======== SOURCE TEXT ========

Williams v R
[2021] NZCA 54
•10 March 2021 at 10.30 am
| IN THE COURT OF APPEAL OF NEW ZEALAND I TE KŌTI PĪRA O AOTEAROA |
| CA140/2020 [2021] NZCA 54 |
| BETWEEN | MICHAEL WILLIAMS |
| AND | THE QUEEN |
| Hearing: | 22 February 2021 |
Court: | Courtney, Mallon and Wylie JJ |
Counsel: | RGR Eagles for Appellant |
Judgment: | 10 March 2021 at 10.30 am |
JUDGMENT OF THE COURT
AThe appeal is allowed.
BThe sentence of two years and 10 months’ imprisonment imposed by the District Court is quashed and a sentence of one year and nine months’ imprisonment is imposed in its place. Mr Williams is given leave to apply to commute the sentence to one of home detention.
____________________________________________________________________
REASONS OF THE COURT
(Given by Wylie J)
Introduction
On 5 March 2020, the appellant, Michael Williams, appeared before Judge Farnan in the Invercargill District Court for sentencing. Mr Williams had been found guilty of two charges of performing an indecent act. He had also pleaded guilty to one charge of trespass and to one charge of attempting to dissuade a witness from giving evidence. He was sentenced to two years and 10 months’ imprisonment.[1]
[1]R v Williams [2020] NZDC 4232 [Sentencing notes].
Mr Williams now appeals his sentence. He submits that it is manifestly excessive. The Crown opposes the appeal. It argues that the sentence is within the available range and that it appropriately reflects Mr Williams’ culpability.
Factual background
On 26 May 2015, Mr Williams was at a store in Tay Street, Invercargill. He approached a female staff member and asked her about buying a present for his young nephew. The staff member showed Mr Williams some puzzles. While he was standing near her, he moved his hands into his jeans pocket. He then pressed hard up against her and she could feel his hand moving rapidly, as if he were masturbating. Mr Williams was breathing heavily. He said “fuck yeah” quietly. The store attendant was both distressed and revolted. Mr Williams was charged with doing an indecent act in a public place pursuant to s 125(1) of the Crimes Act 1961. That offence carries a maximum penalty of two years’ imprisonment.

======== DATASET ROWS ========

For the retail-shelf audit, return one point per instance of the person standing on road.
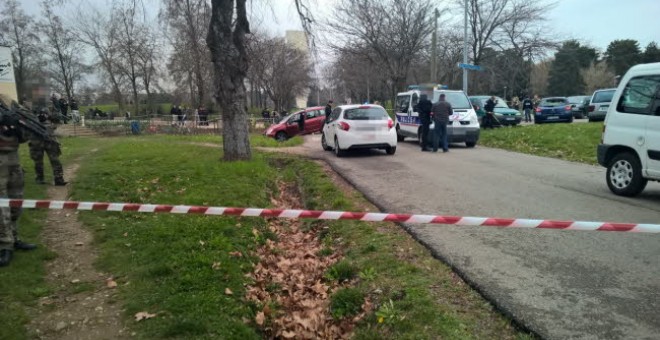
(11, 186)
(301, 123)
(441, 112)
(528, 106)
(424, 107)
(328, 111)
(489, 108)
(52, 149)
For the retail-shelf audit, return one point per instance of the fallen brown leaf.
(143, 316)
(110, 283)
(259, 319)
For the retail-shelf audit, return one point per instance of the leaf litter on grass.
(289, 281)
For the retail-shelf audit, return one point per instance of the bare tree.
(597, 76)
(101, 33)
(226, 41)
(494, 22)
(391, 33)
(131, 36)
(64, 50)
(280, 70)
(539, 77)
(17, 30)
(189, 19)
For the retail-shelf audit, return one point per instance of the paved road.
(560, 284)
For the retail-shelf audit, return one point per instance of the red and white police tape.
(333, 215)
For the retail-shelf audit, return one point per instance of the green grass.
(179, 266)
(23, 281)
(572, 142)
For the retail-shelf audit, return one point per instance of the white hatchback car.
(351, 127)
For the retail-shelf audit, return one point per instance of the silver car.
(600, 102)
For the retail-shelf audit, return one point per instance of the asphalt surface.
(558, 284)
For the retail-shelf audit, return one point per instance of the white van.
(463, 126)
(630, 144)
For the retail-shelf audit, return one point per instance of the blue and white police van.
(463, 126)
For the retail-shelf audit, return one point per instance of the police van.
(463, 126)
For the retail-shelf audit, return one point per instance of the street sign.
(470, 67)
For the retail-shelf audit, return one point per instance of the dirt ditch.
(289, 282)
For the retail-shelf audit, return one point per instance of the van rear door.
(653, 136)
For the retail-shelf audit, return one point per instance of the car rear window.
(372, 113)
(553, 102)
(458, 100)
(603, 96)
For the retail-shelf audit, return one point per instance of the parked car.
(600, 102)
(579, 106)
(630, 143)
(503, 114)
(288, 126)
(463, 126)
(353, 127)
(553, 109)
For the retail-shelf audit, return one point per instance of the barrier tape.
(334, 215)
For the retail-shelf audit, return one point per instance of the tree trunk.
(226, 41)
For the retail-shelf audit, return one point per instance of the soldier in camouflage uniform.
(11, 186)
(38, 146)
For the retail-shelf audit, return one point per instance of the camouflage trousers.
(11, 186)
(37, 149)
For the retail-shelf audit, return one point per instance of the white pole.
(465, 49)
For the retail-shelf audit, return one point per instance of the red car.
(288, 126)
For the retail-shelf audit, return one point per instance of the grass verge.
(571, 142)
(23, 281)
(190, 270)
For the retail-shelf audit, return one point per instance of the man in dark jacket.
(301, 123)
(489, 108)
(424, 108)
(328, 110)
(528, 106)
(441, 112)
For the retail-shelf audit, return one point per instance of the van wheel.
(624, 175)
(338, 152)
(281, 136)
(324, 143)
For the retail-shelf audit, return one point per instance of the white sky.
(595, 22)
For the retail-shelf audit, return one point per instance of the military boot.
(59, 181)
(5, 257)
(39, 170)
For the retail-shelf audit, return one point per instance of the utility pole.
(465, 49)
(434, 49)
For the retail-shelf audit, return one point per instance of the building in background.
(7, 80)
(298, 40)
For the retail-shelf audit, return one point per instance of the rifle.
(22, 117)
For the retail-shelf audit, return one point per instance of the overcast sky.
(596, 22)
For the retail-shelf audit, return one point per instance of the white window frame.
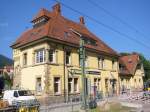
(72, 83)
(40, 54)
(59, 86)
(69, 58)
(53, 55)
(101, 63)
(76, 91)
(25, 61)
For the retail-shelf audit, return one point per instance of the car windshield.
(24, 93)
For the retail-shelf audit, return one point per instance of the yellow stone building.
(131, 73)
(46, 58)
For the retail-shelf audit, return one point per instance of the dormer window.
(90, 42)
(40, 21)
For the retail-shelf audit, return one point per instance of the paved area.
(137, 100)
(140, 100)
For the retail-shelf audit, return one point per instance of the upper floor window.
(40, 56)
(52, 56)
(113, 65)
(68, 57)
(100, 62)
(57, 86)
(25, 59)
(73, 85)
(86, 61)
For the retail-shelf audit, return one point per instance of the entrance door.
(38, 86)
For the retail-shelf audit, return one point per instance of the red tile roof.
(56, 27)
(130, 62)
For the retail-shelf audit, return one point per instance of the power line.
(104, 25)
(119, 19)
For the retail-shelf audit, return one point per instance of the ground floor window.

========

■ WHAT THIS EXERCISE ASKS:
• 1. In the Williams v R judgment, what sentence did the Court of Appeal impose in place of the District Court's sentence?
• 2. Continue the Williams v R judgment from the point where it stops.

■ WRITTEN ANSWERS:
• 1. One year and nine months' imprisonment, with leave to apply to commute it to home detention.

• 2.
On 30 May 2017, Mr Williams was in the Invercargill public library. He lay down on a cushion, ostensibly to read. However, he masturbated until he ejaculated, leaving his seminal fluid on the cushion. The cushion was in an area which was open to the public and CCTV footage showed a number of persons in the general area. Library staff who were called on to respond to Mr Williams’ actions were disgusted by what had occurred. Mr Williams made a statement to the police. He said that if his semen was on the cushion, it was because he had had sex with his partner shortly before the incident. The partner, who lived with Mr Williams and who has a mild intellectual disability, was spoken to by the police. She said that they had not had sex at the relevant time. She was to be a witness at Mr Williams’ trial. As a result of the incident in the library, Mr Williams was again charged with doing an indecent act in a public place.
In June 2017, Mr Williams was trespassed from the Invercargill public library. On 15 August 2017, he entered the library, contrary to the trespass notice. He was charged with trespass, contrary to ss 4(4) and 11(2)(a) of the Trespass Act 1980. This offending carries a maximum penalty of three months’ imprisonment or a fine not exceeding $1,000.
In August 2019, shortly before his trial for the indecency offending, Mr Williams told his partner not to be a witness against him. He told her not to go to court and to tell the police that she did not know anything. He repeated these instructions to her over a period of some three days. He also verbally abused her. He took away her witness summons and said that, if she went to court, his lawyer would make her cry. Mr Williams was charged with attempting to dissuade a witness from giving evidence, contrary to s 117(a) of the Crimes Act. This offending carries a maximum penalty of seven years’ imprisonment.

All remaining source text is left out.